-- Trecho fornecido --
Se um sorriso negro traz felicidade, festivais destinados a públicos não brancos espalhados pelo Brasil são conhecidos por causarem catarses prometendo espaços seguros de entretenimento para quem vive com a sensação de não pertencimento. Os eventos, no entanto, sofrem para terem seu valor reconhecido e conseguirem patrocínio.
Entre novidades e eventos tradicionais, são exemplos o Festival Feira Preta, que aconteceu em São Paulo no início de maio; o Latinidades, realizado no final de julho, em Brasília; o Movimento Cidade, que acontece entre de 16 a 18 de agosto, em Vila Velha; o Afropunk, nos dias 9 e 10 de novembro, em Salvador; o Batekoo; em 23 de novembro, na capital paulista; e o Psica, nos 13, 14 e 15 de dezembro, em Belém.
"A música preta é fundamento da música brasileira, é parte dessa herança da diáspora forçada. Nossa presença em festivais está dada", diz Luedji Luna, artista recorrente nesses festivais. "Mas ainda que a gente seja contemplado em grandes festivais, é necessário que a gente construa espaços que sejam nossos, que coloquem corpos pretos como dono e proprietário, na tomada das decisões, na curadoria."
Para atraírem seu público-alvo, esses eventos também têm em comum a preocupação com a acessibilidade. A última edição da Feira Preta tinha ingressos por R$ 60. O próximo Psica já tem entradas disponíveis a partir de R$ 90; o Batekoo, por R$ 160; e o Afropunk, por R$ 170, enquanto o Latinidades e o Movimento Cidade são gratuitos.
Para comparação, o valor médio dos ingressos de outros grandes eventos no Brasil é de R$ 432, segundo levantamento da plataforma Mapa dos Festivais. A última edição do Lollapalooza tinha tíquetes a partir de R$ 1.425, e o próximo Rock in Rio parte dos R$ 795.
Se em "Sorriso Negro" Dona Ivone Lara evocava a felicidade, em 1981 os Racionais MCs, 20 anos depois, falavam que "o caminho da felicidade ainda existe, é uma trilha estreita em meio a selva triste". Já Emicida, em 2019, cantava que "a felicidade do branco é plena, a felicidade do preto é quase".
O tema é uma constante nas letras de artistas negros, sobretudo porque ainda parece ser uma realidade distante para pessoas não brancas, marcadas pelo estereótipo do sofrimento.

-- Dados fornecidos --

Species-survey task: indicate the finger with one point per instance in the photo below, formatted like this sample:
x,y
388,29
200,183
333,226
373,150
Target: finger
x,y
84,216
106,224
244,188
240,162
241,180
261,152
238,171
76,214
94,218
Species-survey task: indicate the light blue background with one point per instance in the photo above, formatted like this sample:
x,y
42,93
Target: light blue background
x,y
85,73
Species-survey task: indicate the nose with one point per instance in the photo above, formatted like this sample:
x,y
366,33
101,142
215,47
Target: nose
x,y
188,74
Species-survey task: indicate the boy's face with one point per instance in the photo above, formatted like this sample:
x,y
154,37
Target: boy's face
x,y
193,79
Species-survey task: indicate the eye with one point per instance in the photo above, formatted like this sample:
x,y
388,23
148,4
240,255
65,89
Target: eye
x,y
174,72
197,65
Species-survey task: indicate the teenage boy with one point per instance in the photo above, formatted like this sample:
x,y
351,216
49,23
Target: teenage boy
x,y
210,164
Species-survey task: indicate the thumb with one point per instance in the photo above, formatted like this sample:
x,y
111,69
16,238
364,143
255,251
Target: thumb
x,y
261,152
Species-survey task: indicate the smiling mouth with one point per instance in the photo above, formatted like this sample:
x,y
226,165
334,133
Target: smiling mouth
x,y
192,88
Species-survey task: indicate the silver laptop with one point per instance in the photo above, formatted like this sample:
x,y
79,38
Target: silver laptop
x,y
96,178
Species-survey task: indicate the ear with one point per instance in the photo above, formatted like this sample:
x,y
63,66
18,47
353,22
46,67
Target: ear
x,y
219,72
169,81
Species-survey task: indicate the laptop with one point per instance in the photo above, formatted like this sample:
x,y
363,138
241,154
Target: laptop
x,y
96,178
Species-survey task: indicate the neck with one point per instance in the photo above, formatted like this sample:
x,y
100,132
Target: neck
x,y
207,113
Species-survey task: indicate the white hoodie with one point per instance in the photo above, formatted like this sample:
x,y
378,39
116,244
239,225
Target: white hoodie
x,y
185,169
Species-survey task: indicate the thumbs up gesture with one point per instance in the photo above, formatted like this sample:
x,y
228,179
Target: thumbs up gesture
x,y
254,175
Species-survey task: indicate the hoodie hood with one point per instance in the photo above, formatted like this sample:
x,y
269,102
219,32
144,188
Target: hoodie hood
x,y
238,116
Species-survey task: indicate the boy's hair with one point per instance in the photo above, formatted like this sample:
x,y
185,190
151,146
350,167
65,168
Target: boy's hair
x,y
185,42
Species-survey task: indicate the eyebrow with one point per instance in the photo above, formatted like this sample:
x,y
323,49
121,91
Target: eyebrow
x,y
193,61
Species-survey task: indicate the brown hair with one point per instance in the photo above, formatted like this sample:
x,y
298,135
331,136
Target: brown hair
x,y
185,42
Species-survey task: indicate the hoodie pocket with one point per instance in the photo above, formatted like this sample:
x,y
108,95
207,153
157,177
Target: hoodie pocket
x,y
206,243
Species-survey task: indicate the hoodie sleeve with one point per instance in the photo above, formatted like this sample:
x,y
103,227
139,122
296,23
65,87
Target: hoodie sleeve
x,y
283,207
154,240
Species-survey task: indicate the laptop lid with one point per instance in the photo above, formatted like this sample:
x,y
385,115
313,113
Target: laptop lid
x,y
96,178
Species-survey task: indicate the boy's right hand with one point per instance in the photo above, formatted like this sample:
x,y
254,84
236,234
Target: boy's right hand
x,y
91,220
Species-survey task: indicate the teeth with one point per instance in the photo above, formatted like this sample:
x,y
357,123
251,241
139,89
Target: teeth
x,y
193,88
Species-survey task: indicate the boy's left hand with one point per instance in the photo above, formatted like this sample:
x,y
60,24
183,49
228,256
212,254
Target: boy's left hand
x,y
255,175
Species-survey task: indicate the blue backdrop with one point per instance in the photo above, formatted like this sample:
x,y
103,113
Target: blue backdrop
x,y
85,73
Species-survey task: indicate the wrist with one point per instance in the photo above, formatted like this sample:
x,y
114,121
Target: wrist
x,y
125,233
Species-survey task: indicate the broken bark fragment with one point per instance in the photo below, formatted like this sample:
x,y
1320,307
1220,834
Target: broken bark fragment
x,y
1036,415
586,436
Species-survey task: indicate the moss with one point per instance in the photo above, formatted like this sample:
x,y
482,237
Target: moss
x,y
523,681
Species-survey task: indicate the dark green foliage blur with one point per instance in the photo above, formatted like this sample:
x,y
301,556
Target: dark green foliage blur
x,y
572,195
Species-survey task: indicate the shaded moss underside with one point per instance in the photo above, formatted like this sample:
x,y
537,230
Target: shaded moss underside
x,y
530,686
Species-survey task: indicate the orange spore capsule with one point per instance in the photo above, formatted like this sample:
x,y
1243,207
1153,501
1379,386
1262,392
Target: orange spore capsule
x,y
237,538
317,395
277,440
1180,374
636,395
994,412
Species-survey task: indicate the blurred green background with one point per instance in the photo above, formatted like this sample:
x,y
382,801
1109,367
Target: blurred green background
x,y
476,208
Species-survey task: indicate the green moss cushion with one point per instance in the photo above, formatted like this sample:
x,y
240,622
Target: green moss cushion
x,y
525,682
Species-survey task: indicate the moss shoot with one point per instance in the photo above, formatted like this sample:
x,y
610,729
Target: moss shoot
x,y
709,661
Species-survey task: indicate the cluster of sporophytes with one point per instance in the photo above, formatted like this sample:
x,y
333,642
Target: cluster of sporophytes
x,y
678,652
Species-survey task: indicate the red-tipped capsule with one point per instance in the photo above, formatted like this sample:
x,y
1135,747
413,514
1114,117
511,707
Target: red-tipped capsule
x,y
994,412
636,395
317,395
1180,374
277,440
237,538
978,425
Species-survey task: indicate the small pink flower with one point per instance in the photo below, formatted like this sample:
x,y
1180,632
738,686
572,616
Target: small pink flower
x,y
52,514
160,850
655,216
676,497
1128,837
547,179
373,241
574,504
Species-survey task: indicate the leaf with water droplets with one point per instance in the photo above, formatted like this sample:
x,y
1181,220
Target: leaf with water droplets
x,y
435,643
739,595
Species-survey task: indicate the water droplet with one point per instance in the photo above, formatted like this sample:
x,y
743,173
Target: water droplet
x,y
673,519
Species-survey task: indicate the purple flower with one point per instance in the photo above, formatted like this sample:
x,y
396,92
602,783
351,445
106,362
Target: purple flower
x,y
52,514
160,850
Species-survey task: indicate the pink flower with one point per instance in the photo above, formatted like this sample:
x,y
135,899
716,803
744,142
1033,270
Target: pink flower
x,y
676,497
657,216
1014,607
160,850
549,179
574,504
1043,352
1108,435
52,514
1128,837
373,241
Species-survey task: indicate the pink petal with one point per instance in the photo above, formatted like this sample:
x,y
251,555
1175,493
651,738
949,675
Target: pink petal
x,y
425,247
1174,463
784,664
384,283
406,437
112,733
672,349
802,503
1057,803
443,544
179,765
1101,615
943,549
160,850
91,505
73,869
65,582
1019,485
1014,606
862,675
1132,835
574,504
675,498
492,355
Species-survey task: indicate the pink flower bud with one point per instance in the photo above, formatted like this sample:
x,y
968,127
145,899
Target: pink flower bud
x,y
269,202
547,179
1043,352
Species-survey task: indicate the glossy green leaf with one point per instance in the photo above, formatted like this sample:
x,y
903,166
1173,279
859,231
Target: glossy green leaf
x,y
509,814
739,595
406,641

-- Requisitos --
Edite a parte do texto sobre festivais negros começando em "O tema é uma" e indo até "estereótipo do sofrimento.", trocando "artistas negros" por "músicos negros". Os dados foram obtidos de outra fonte.

-- Resultado do exercício --
O tema é uma constante nas letras de músicos negros, sobretudo porque ainda parece ser uma realidade distante para pessoas não brancas, marcadas pelo estereótipo do sofrimento.